| Objectif 1 |
Indiquez si chacune des affirmations suivantes concorde avec l'article sur la migration irrégulière, en répondant par oui ou par non et en citant les mots exacts de l'article qui tranchent. (a) Pedro Sanchez a répondu à la question de la journaliste. (b) Selon Macky Sall, l'Union européenne n'a alloué aucune ligne de crédit au Sénégal. (c) Les réponses escomptées ont été apportées grâce aux fonds injectés.

| Extrait du texte |
+ + + + + + +
Migration irrégulière : plus 200 milliards FCFA investis au Sénégal entre 2005 et 2019 pour des résultats mitigés (Étude)
Le débat qu’on croyait clos a resurgi au cours de la dernière visite du président du gouvernement espagnol au Sénégal. Une journaliste sénégalaise a interpellé Pedro Sanchez au sujet de la position de l’Union européenne concernant les fonds qu’elle aurait alloués au Sénégal dans le cadre de la lutte contre la migration irrégulière. Une question à laquelle son destinataire n’aura même pas eu le temps de répondre. À la place, c’est le président de la République du Sénégal qui a trouvé là une bonne occasion de répondre à Boubacar Sèye de qui tout est parti.
Selon Macky Sall qui semblait très remonté contre le président de l’ONG Horizons sans frontières, aucune ligne de crédit n’a été allouée par l’Union européenne au Sénégal. Le chef de l’exécutif sénégalais de déplorer cette manie de certains à vouloir ternir l’image du pays à travers des déclarations diffamatoires.
Si cette question rend nerveuses les autorités politiques, c’est qu’en réalité, les réponses escomptées n’ont jusque-là pas été apportées malgré les fonds injectés, avec le soutien des partenaires financiers.
+ + + + + + +
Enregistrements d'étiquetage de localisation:
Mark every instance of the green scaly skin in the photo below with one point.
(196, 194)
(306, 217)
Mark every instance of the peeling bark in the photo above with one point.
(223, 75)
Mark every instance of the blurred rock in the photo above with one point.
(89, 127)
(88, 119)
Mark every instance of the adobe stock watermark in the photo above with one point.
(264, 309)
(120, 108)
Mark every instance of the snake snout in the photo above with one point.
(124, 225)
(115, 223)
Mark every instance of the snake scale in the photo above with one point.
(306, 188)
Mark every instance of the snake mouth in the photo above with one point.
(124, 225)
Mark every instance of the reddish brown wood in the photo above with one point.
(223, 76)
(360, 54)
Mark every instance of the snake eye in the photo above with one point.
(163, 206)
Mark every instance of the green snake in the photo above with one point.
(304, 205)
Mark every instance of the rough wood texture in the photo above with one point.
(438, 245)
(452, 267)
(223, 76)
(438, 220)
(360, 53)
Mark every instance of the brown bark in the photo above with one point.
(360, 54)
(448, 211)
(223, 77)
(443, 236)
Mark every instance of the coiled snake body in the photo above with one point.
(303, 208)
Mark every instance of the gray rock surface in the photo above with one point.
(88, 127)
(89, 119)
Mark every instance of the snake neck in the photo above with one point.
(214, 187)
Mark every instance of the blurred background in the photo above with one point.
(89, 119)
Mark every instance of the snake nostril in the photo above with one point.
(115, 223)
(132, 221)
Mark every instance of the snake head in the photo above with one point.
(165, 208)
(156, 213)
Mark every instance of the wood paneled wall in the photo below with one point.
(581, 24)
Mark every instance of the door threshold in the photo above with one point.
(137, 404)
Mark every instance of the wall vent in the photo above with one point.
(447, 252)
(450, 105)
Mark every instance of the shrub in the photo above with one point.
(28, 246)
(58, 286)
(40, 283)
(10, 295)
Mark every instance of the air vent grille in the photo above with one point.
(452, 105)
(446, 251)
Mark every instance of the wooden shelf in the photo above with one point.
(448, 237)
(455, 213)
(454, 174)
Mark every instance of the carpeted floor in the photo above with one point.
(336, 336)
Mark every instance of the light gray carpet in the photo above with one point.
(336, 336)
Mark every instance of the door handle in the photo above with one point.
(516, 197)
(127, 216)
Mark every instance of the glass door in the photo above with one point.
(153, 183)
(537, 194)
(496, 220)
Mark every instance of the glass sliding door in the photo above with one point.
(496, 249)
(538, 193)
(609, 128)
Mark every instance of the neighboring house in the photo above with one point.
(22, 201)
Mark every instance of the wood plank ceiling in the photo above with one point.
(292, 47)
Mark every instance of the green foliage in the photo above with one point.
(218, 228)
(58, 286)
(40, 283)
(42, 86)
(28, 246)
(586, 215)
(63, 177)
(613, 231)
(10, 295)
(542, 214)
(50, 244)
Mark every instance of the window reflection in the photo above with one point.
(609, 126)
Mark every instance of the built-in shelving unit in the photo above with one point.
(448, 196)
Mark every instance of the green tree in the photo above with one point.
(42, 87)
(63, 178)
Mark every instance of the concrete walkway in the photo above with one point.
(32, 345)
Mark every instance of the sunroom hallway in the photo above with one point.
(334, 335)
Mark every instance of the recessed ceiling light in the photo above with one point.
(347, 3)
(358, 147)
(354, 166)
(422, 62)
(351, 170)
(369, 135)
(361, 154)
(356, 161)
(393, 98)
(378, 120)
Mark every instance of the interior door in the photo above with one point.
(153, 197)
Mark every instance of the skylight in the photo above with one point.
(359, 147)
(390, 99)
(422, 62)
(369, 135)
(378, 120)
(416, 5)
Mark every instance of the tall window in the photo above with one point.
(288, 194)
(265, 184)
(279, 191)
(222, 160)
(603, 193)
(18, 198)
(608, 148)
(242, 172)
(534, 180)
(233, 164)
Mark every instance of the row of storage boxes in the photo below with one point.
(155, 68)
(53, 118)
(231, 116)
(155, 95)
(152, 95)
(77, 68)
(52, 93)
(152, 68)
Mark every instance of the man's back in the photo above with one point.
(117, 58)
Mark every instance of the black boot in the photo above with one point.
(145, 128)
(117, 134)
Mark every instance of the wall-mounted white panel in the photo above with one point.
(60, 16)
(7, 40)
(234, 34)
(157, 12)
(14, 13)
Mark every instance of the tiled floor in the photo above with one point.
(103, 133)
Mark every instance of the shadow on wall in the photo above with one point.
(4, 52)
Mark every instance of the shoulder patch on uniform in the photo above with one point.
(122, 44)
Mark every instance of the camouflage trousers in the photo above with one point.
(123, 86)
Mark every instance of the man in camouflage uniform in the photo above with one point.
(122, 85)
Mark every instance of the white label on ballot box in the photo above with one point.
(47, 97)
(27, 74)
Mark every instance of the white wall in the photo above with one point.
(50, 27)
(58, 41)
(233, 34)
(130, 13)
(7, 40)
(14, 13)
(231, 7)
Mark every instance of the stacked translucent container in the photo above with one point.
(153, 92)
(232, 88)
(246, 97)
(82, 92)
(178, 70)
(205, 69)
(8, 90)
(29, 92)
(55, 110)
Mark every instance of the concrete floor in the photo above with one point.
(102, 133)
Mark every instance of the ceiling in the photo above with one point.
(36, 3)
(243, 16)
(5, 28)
+ + + + + + +
| Objectif 2 |
Présentez en liste numérotée les lignes de données, de la ligne contenant « Mark every instance of the ceiling » jusqu'à la dernière ligne de données, ces deux lignes comprises, en omettant les lignes vides.

| Résultat attendu 1 |
(a) Non : « Une question à laquelle son destinataire n’aura même pas eu le temps de répondre. »
(b) Oui : « aucune ligne de crédit n’a été allouée par l’Union européenne au Sénégal »
(c) Non : « les réponses escomptées n’ont jusque-là pas été apportées malgré les fonds injectés »

| Résultat attendu 2 |
1. Mark every instance of the ceiling in the photo above with one point.
2. (36, 3)
3. (243, 16)
4. (5, 28)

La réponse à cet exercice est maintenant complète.